Print every one of the entries below word for word, keeping each line unchanged.

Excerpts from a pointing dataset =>
========================
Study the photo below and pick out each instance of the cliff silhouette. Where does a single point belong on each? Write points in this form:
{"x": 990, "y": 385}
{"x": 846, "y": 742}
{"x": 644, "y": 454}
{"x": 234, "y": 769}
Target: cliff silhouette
========================
EXERCISE RESULT =>
Study the photo below and pick out each instance of the cliff silhouette. Where does a single point belong on each? Write points in this form:
{"x": 990, "y": 385}
{"x": 846, "y": 742}
{"x": 644, "y": 454}
{"x": 234, "y": 769}
Target: cliff silhouette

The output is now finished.